**Pasaje mostrado**
━━━━━━━━

PARA ejercer el poder se necesita el dinero de los ricos y el voto de los pobres, y la política consiste en captar las dos cosas con el pretexto de proteger a los unos de los otros. Pero algo malo tendrá la riqueza, decía Noel Clarasó, cuando los ricos están muy mal vistos y la mayoría trata de no parecerlo. Hasta Cristo les auguró serias dificultades para entrar en el reino de los cielos. Los socialdemócratas, que suelen ser agnósticos, se limitan a cobrarles una tasa de entrada en el paraíso progresista; sin embargo para construir el Estado del Bienestar, es el gran invento moderno de la socialdemocracia, prefieren apoyarse en los impuestos de la clase media, conscientes de que a la verdadera riqueza, de natural evaporadizo y camuflado, es muy difícil aplicarle justicia redistributiva.

━━━━━━━━

**Objetivos**
**1)** Indica si cada afirmación concuerda con el texto sobre la riqueza y la socialdemocracia, respondiendo sí o no y citando literalmente las palabras que lo deciden. (a) Los socialdemócratas prefieren apoyarse en los impuestos de los ricos para construir el Estado del Bienestar. (b) La idea de que algo malo tendrá la riqueza se atribuye a Noel Clarasó. (c) Los socialdemócratas suelen ser agnósticos.
**2)** Completa la parte que sigue del texto sobre la riqueza y la socialdemocracia a partir de su última frase.
Las líneas no intervienen en absoluto en este ejercicio.

**Entradas de datos**
━━━━━━━━

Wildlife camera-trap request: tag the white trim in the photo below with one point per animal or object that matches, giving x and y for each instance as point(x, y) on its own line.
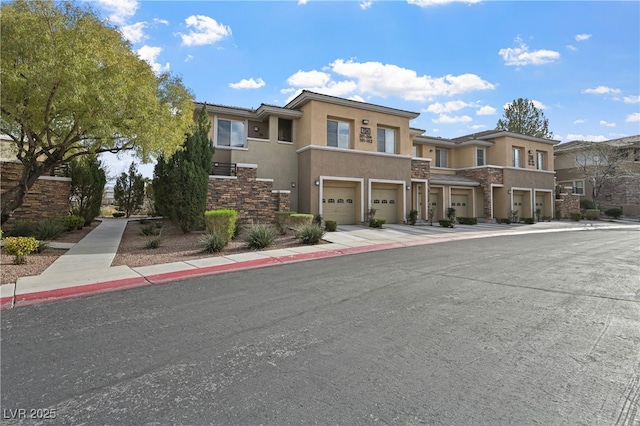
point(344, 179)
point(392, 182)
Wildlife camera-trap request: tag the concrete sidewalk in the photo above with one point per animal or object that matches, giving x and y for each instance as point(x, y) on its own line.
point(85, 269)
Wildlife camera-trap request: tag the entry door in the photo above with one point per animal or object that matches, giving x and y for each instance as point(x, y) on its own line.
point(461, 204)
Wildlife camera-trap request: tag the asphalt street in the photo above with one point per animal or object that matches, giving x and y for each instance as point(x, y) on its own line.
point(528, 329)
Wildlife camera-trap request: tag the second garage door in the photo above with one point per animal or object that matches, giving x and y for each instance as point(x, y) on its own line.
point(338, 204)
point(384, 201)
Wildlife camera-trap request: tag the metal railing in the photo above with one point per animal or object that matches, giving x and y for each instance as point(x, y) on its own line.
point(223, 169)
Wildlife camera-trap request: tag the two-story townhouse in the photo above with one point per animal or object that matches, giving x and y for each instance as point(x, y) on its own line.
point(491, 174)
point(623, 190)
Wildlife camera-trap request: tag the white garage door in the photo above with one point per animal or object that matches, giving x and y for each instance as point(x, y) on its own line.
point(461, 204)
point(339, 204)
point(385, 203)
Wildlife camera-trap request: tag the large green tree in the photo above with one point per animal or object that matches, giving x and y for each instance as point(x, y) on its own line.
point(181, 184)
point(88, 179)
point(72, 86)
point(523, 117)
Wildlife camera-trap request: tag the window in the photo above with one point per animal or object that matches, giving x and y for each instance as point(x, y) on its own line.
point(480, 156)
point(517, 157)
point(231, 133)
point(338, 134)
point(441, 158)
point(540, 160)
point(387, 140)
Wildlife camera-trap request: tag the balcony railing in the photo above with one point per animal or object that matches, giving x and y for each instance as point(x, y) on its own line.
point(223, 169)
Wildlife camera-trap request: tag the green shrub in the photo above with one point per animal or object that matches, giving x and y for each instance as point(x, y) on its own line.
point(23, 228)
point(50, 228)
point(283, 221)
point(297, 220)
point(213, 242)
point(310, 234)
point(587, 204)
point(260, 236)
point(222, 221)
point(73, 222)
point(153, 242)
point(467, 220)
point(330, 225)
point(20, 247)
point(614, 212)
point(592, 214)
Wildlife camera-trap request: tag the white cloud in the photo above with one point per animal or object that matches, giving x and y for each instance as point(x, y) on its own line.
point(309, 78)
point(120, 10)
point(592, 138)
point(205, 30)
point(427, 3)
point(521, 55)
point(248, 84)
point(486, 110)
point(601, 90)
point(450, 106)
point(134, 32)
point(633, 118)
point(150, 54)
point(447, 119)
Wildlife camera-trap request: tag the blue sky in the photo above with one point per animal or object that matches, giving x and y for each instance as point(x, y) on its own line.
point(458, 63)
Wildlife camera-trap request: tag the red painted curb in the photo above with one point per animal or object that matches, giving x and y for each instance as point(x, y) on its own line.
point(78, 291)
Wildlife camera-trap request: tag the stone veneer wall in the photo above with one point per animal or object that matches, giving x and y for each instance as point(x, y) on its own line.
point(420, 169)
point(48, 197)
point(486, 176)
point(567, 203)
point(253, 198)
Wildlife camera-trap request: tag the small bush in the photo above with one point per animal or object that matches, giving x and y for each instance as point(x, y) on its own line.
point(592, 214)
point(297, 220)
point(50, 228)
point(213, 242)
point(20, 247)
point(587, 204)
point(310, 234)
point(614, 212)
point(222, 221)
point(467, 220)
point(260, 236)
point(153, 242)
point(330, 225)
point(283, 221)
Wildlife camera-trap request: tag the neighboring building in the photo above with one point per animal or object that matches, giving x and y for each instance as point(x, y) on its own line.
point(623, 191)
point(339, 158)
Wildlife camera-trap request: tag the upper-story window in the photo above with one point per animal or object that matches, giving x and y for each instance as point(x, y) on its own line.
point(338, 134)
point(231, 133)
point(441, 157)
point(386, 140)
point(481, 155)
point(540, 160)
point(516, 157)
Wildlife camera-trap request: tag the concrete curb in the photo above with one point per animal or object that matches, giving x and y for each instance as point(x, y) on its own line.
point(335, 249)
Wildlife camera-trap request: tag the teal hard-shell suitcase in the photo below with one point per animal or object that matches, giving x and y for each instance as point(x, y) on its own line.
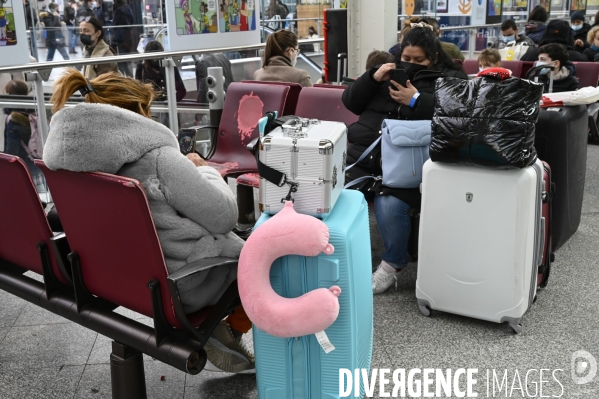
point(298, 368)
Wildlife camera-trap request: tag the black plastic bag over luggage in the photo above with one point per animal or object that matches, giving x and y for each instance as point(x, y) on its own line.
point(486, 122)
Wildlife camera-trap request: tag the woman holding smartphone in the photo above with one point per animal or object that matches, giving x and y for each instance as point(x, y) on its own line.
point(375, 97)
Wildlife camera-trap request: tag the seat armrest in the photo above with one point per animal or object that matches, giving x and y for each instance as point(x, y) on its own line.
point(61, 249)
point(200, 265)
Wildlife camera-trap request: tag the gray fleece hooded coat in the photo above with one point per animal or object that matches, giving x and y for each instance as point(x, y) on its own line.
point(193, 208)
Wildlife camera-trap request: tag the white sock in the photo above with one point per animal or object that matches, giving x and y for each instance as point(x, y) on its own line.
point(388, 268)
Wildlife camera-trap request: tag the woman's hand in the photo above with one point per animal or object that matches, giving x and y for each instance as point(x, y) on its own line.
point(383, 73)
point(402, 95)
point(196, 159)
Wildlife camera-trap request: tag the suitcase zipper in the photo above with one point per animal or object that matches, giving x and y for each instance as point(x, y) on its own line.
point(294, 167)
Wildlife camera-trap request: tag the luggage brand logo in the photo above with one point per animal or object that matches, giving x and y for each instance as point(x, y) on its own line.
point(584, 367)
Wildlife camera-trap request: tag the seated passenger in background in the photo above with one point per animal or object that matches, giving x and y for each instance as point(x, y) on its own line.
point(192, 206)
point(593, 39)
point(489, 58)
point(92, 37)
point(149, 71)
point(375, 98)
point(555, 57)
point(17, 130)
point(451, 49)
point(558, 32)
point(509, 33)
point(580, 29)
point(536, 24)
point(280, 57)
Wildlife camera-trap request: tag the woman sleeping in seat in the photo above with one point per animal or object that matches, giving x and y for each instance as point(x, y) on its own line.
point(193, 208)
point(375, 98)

━━━━━━━━

**En respuesta**
**1)**
(a) No: «prefieren apoyarse en los impuestos de la clase media».
(b) Sí: «algo malo tendrá la riqueza, decía Noel Clarasó».
(c) Sí: «Los socialdemócratas, que suelen ser agnósticos».

**2)**
Con su política retráctil de anuncios, cortinas de humo, rectificaciones y autoenmiendas, el Gobierno se ha metido acaso sin querer en un debate interesante desde el punto de vista sociológico: el de a partir de qué momento, o qué cifra, o qué hecho diferencial , se puede considerar rico a alguien, y por tanto susceptible de pagar impuesto sobre la fortuna. El concepto de riqueza tiene muchos matices semánticos, desde la holgura hasta la opulencia pasando por la simple abundancia, pero la política fiscal trabaja con la categoría objetiva de los números. Cualquier ciudadano considera rico al que tiene más dinero que él, si bien con ese criterio no se puede establecer un arbitrio tributario. Así que ahora los cerebros de La Moncloa están envueltos en un debate más filosófico o taxonómico que técnico, una especie de existencialismo financiero que debe constituir la base teórica del futuro gravamen a los grandes patrimonios. La ventaja que tienen es que se trata de una medida política, esto es, retórica, sin valor recaudatorio significativo, y por tanto no necesitan establecer previsiones de ingresos porque lo único que importa del asunto es su carácter ejemplarizante y/o propagandístico.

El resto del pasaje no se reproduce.